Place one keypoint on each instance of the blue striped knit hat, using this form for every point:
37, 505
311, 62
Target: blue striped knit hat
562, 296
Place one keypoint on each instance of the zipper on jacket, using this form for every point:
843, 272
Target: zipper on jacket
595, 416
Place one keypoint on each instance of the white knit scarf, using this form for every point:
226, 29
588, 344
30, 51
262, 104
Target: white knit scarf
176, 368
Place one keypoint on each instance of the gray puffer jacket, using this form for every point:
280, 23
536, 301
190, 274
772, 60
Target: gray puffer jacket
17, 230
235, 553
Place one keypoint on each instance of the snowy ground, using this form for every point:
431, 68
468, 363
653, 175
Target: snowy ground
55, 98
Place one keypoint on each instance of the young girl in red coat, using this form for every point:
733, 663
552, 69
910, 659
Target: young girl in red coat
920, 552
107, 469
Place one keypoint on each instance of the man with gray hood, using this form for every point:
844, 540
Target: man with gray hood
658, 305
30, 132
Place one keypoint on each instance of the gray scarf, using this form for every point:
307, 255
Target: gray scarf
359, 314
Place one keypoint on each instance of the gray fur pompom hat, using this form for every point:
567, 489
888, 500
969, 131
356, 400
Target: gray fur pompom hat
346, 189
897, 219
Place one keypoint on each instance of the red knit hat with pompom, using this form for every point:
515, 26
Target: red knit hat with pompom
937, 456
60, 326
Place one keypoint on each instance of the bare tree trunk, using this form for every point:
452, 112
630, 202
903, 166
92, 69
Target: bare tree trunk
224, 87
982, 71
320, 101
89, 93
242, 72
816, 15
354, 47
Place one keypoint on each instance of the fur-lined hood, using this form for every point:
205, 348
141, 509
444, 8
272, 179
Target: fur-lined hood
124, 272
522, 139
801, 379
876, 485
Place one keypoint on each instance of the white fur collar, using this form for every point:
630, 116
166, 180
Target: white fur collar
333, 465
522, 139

■ **THE EXERCISE**:
In every one of the records above, change "keypoint" to "marker" and leave every other line as it is.

■ **THE RESPONSE**:
Place one marker on each instance of the blue striped knit hat, using this form for every point:
37, 505
311, 62
Target: blue striped knit hat
562, 296
Place one marker on each instance of the zipper on jacket, using this form for every point:
843, 272
Target: zipper on jacket
595, 416
Place one marker on each instance of the white knit scarf, using this form for every point:
226, 29
588, 344
30, 51
262, 104
Target: white knit scarf
176, 368
Place one marker on each instance of the gray puffer jacket, using this form for every point:
280, 23
536, 301
190, 274
772, 60
Target: gray puffer jacket
17, 230
235, 553
Place one marker on each instance of the snowy ground, using this form for every point:
431, 68
468, 363
653, 175
Target: snowy ground
55, 98
Place one marker on each instance of the young girl in red coat, using this form for every point:
733, 663
552, 69
910, 659
Target: young girl in red coat
920, 552
107, 469
Place one marker on each instance of the man with gray hood, using this form for every point:
844, 540
Target: man with gray hood
658, 305
30, 132
Place one marker on each instance of the gray scarf, using this form for every point:
307, 255
Target: gray scarf
359, 314
Place one marker on each instance of the gray fur pompom hat, using this form for every point:
567, 489
888, 500
969, 131
356, 400
Target: gray fur pompom hat
346, 189
897, 219
Place one marker on each instance of the red knit hat with pompom, using this form for every point:
515, 26
Target: red knit hat with pompom
937, 456
60, 326
Place one marker on each instance of the bare tree trunk, using this form for every point:
452, 112
630, 202
903, 166
92, 69
Target: bare tree trunk
224, 87
982, 71
320, 101
89, 93
242, 72
816, 15
354, 47
Place one marker on each instance of the fur-lined hood, using this form for every point:
205, 348
141, 509
444, 8
272, 179
Target: fur-lined hood
124, 272
522, 139
801, 379
876, 485
Place one marker on each instance of the white fur collar, using this form for every point:
630, 116
166, 180
Target: white fur collar
333, 465
522, 139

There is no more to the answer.